**Stated task a:**
Please pull out every line of the rows below that contains the word "find", and note that case counts.

**Excerpted passage:**
She's the First
- Formation: November 1, 2011
- Founded: November 1, 2009
- Type: Nonprofit organization
- Focus: Girls' education; girls' rights
- Headquarters: New York, New York, US; Nairobi, Kenya
- Location: Manhattan, New York City, New York, U.S.;
- Co-Founder: Tammy Tibbetts
- Co-Founder: Christen Brandt
- Website: shesthefirst.org

= She's the First =

Global non-profit organization for the educational and interpersonal empowerment of girls

She's the First (STF) is a non-profit organization whose stated mission is to "team up with grassroots organizations to make sure girls everywhere are educated, respected, and heard." She's the First was founded in New York, New York, by Tammy Tibbetts and Christen Brandt and operates remotely with headquarters in New York, New York, United States and Nairobi, Kenya. The organization's stated vision is "a world where every girl chooses her own future."

In an article published by The Lily, co-founders Tammy Tibbetts and Christen Brandt shared the She's the First philosophy, explaining why She's the First calls itself a non-profit, for-purpose, or NGO (non-governmental organization), as opposed to a charity: "In the cultures and communities where we serve, when you give a girl the opportunity to be the first in her community to go to high school, you're also asking that she be the one to stand up when others question why it should be her. You're asking her to take on the burden of being the oldest, unmarried woman in her family, with all of the stigmas that are often attached to that. You're asking her to become the family's main breadwinner and to navigate how to handle the family's debts and financial challenges. And she steps up."

==History==

She's the First launched November 1, 2009, as a YouTube video featuring the singer JoJo. The video emphasized the power of girls' education as a solution to global poverty. The organization was registered as a non-profit 501(c)(3) organization in July 2011 and was managed by volunteers until May 2012, when co-founder Tammy Tibbetts was hired as its first employee in the role of CEO.

In 2019, She's the First celebrated the organization's 10th anniversary at an event featuring performances from Sarah Kay (poet), Desi Oakley, Grace Kelly (musician), and remarks from the organization's global ambassador Imaan Hammam.

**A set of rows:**
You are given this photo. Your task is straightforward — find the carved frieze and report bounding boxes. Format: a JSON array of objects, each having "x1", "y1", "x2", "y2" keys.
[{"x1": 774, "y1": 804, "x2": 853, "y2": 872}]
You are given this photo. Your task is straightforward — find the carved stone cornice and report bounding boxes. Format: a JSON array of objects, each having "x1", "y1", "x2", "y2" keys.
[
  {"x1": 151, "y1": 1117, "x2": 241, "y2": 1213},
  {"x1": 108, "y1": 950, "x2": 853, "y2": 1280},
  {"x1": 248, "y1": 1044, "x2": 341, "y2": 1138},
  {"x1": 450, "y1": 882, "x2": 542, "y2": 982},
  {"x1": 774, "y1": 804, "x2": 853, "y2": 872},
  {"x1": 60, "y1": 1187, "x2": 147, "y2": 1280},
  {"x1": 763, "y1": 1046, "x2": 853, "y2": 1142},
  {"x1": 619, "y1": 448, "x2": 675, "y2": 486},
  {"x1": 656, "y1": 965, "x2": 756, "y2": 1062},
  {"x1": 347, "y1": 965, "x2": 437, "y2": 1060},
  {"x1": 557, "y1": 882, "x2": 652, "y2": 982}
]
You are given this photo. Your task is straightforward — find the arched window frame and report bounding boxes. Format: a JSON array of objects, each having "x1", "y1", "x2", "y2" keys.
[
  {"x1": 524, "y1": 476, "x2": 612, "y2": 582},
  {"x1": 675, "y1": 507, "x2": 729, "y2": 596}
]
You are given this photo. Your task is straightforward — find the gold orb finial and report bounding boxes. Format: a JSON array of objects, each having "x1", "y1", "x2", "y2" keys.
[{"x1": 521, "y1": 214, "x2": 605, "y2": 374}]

**Stated task b:**
From the She's the First article above, write out the passage that begins at the words "She's the First launched" and stops after "ambassador Imaan Hammam.".

**Solution a:**
You are given this photo. Your task is straightforward — find the carved frieze and report bounding boxes. Format: a JSON array of objects, each having "x1", "y1", "x2", "y2" keys.
You are given this photo. Your task is straightforward — find the carved stone cornice and report bounding boxes. Format: a JSON array of objects, each having "x1", "y1", "x2", "y2" keys.
You are given this photo. Your task is straightforward — find the arched window frame and report bounding boxes. Format: a JSON array of objects, each having "x1", "y1", "x2", "y2" keys.
You are given this photo. Your task is straightforward — find the gold orb finial and report bounding boxes. Format: a JSON array of objects, each having "x1", "y1", "x2", "y2" keys.

**Solution b:**
She's the First launched November 1, 2009, as a YouTube video featuring the singer JoJo. The video emphasized the power of girls' education as a solution to global poverty. The organization was registered as a non-profit 501(c)(3) organization in July 2011 and was managed by volunteers until May 2012, when co-founder Tammy Tibbetts was hired as its first employee in the role of CEO.

In 2019, She's the First celebrated the organization's 10th anniversary at an event featuring performances from Sarah Kay (poet), Desi Oakley, Grace Kelly (musician), and remarks from the organization's global ambassador Imaan Hammam.